TASK OBJECTIVE
Copy all records verbatim.

<<<<

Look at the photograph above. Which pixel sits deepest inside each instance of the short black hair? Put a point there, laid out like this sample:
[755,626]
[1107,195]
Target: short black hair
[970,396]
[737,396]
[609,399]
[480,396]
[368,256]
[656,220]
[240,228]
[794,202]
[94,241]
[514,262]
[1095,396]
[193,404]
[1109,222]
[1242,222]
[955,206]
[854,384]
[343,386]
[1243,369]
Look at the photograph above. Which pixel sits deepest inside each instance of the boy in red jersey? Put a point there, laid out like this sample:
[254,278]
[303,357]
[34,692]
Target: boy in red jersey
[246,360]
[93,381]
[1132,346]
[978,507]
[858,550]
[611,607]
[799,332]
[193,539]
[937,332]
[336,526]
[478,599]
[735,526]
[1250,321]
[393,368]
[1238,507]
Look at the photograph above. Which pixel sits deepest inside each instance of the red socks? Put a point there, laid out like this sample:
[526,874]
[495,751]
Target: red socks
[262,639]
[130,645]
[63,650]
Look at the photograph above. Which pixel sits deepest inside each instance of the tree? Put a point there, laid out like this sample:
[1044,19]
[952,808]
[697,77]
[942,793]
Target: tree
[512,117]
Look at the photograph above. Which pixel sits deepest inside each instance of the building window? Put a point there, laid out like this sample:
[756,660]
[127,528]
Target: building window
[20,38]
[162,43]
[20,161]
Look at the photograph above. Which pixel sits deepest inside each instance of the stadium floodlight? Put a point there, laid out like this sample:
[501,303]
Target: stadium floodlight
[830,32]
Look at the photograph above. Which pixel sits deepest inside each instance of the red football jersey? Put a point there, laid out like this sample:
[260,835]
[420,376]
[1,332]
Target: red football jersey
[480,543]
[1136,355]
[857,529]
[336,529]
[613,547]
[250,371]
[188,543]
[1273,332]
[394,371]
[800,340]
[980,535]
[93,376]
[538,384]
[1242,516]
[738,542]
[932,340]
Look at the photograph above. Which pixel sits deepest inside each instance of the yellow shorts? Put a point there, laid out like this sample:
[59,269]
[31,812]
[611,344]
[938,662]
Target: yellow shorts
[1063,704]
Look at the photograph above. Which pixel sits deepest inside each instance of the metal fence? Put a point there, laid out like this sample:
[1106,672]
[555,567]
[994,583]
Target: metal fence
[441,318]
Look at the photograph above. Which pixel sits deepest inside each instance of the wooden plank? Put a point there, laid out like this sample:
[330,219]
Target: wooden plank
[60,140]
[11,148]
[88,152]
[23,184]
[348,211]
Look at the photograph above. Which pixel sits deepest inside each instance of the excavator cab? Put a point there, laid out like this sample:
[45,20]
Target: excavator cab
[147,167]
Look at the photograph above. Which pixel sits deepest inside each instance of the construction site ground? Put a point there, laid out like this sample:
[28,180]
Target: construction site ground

>>>>

REPLY
Look at the photograph above. Which pixel sits deepest inside each instance of the short black hair? Put a point there, laid out like this sample:
[755,626]
[1107,195]
Target: short black hair
[970,396]
[737,396]
[609,399]
[480,396]
[368,256]
[656,220]
[240,228]
[794,202]
[94,241]
[514,262]
[1095,396]
[193,404]
[1109,222]
[1242,222]
[955,206]
[854,384]
[343,386]
[1243,369]
Look at the photograph above. Which pixel sits deepest inside each instance of the boy in red jersey? Put a point there, laid out like this sample:
[254,278]
[303,357]
[34,692]
Target: boy in red jersey
[246,360]
[93,381]
[1132,346]
[978,507]
[858,550]
[611,607]
[799,332]
[193,539]
[937,332]
[336,526]
[478,599]
[735,526]
[1250,321]
[393,368]
[1238,507]
Look at the photograph above. Which pixel sits deepest inside each instance of the red socks? Put a point there, laid out like this sample:
[526,874]
[495,751]
Target: red socks
[262,639]
[130,645]
[63,650]
Look at the photograph above. Which pixel sits deepest inside each instance of the tree? Put a point there, laid out like this sample:
[1044,19]
[952,808]
[697,77]
[942,793]
Target: tree
[512,117]
Look at the photograph above. Which pixel sits deepest inside each instance of the building window? Put a point there, laid out like this sample:
[756,660]
[127,528]
Target: building window
[20,38]
[162,43]
[20,161]
Look at the photograph above. Which pixel sits deepest inside each instance of the stadium floodlight? Put a point there, laid out like this sample:
[501,303]
Target: stadium floodlight
[830,32]
Look at the photograph above. Which pixel sits deepest inside each instance of the red football jersey? Put a point there, laid out like this sample:
[260,835]
[420,376]
[1,332]
Target: red football jersey
[480,543]
[1136,355]
[857,529]
[336,529]
[613,547]
[250,371]
[188,543]
[1273,332]
[394,371]
[800,340]
[980,535]
[93,376]
[538,384]
[1242,516]
[738,542]
[932,340]
Look at the photograph above. Which pixel sits deepest inside each instance of the yellow shorts? Put a point there, laid out like this sample:
[59,269]
[31,812]
[611,344]
[938,662]
Target: yellow shorts
[1063,704]
Look at the photograph above. Which pixel sits deepest inside each instance of the metal fence? Put a point there, laid out like this sample:
[1106,672]
[555,567]
[994,583]
Target: metal fence
[441,318]
Look at the photograph above. Which pixel sits deepest inside each instance of the wooden plank? Put a point there, laid out like this sample:
[330,219]
Target: wooden plank
[60,140]
[11,148]
[88,152]
[23,184]
[348,211]
Look at the photograph above. Which pixel sits deepest inside each instance of the excavator cab? Put a point there, laid out like this sample:
[45,20]
Target: excavator cab
[147,167]
Look at the photograph above. Which pixel sits deepest inside each instance of the construction site ground? Put a point there, laid out like this sample:
[28,180]
Target: construction site ground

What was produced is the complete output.